### WHAT YOU NEED TO DO
Reproduce the data below word for word, leaving out the pictures.

### Saved dataset items
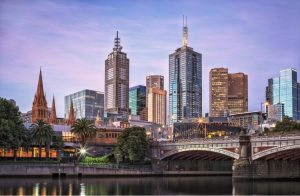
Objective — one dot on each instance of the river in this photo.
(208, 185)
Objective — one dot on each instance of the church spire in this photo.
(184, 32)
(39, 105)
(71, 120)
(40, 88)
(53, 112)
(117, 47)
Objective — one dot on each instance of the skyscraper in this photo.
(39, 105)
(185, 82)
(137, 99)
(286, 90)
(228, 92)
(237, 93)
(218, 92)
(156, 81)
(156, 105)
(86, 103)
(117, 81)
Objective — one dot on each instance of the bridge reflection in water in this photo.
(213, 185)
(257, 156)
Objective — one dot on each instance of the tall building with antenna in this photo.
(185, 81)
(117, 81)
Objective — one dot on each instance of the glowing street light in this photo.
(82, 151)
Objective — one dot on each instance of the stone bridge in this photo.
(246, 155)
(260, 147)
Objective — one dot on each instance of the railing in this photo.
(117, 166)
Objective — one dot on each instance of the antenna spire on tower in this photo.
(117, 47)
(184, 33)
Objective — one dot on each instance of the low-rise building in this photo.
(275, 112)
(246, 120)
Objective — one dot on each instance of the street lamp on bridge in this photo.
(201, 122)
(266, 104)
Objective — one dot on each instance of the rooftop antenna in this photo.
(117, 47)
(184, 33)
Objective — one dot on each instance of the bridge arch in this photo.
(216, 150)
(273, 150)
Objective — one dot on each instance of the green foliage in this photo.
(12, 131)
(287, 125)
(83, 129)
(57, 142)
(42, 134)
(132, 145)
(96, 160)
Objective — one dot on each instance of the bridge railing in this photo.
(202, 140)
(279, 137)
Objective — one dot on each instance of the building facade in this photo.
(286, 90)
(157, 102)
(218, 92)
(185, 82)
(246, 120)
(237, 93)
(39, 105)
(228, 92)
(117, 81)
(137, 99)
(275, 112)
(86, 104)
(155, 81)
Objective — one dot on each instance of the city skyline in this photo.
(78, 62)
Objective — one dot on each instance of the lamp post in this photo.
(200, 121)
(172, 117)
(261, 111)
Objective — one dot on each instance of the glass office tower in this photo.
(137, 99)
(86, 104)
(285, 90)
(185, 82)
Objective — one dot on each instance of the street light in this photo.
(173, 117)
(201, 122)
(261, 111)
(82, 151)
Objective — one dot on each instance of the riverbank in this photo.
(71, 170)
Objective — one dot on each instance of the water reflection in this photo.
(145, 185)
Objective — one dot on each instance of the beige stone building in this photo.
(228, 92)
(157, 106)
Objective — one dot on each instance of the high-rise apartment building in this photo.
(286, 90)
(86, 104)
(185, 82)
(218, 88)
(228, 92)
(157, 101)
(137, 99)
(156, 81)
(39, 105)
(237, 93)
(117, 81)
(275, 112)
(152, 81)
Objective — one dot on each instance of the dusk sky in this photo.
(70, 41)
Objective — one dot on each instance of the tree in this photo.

### THE RESULT
Objective — one dot on each instance of the river in this photo.
(208, 185)
Objective — one dot on each instance of the church spire in this photo.
(184, 32)
(39, 105)
(71, 120)
(40, 88)
(53, 112)
(117, 47)
Objective — one dot on each instance of the skyscraper in this photo.
(39, 105)
(185, 82)
(137, 99)
(286, 90)
(228, 92)
(237, 93)
(218, 92)
(156, 81)
(156, 105)
(86, 103)
(117, 81)
Objective — one dot on each instance of the bridge reflection in water in this photo.
(213, 185)
(257, 156)
Objective — one dot on each instance of the tall building with antenna in this photo.
(185, 81)
(117, 81)
Objective — one dot on each instance of the glowing street light in this photo.
(82, 151)
Objective — one dot on each instance of the stone bridge in this photo.
(246, 155)
(260, 147)
Objective — one dot on each instance of the railing in this photo.
(117, 166)
Objective — one dot on each instance of the antenna spire on tower in this photo.
(117, 47)
(184, 33)
Objective — one dot on each instance of the low-rise building in this photo.
(275, 112)
(246, 120)
Objective — one dot on each instance of the street lamp on bridge in this photo.
(201, 122)
(266, 104)
Objective — one dot on each instance of the rooftop antenna in this photo.
(117, 47)
(184, 33)
Objective — one dot on each instance of the bridge arch in this photo.
(216, 150)
(273, 150)
Objective — one dot on each instance of the green foliage in this photo.
(12, 131)
(287, 125)
(83, 129)
(57, 142)
(42, 134)
(132, 145)
(96, 160)
Objective — one dot on each instance of the bridge railing in this photo.
(202, 140)
(279, 137)
Objective — one dot on each instance of the building facade in this photo.
(286, 90)
(157, 102)
(218, 92)
(185, 82)
(246, 120)
(237, 93)
(39, 105)
(228, 92)
(117, 81)
(137, 99)
(275, 112)
(86, 104)
(155, 81)
Objective — one dot on each instance of the city skyline in this photo.
(78, 62)
Objective — one dot on each instance of the lamp post in this photo.
(200, 121)
(172, 117)
(261, 111)
Objective — one dot on each instance of the glass office tower in this photo.
(137, 99)
(86, 104)
(285, 90)
(185, 82)
Objective — one dot on each instance of the street light in this photo.
(173, 117)
(201, 122)
(261, 111)
(82, 151)
Objective — one dot on each instance of the riverbank in this photo.
(71, 170)
Objective — one dot on each instance of the water reflection in this photo.
(145, 185)
Objective — one dot on each instance of the beige stone building in this photo.
(228, 92)
(157, 106)
Objective — one dot on each instance of the high-rise apartment building in this photo.
(286, 90)
(86, 104)
(185, 82)
(218, 88)
(228, 92)
(157, 101)
(137, 99)
(156, 81)
(39, 105)
(237, 93)
(117, 81)
(275, 112)
(152, 81)
Objective — one dot on each instance of the dusk sky in this photo.
(70, 41)
Objective — one dot on each instance of the tree in this photo.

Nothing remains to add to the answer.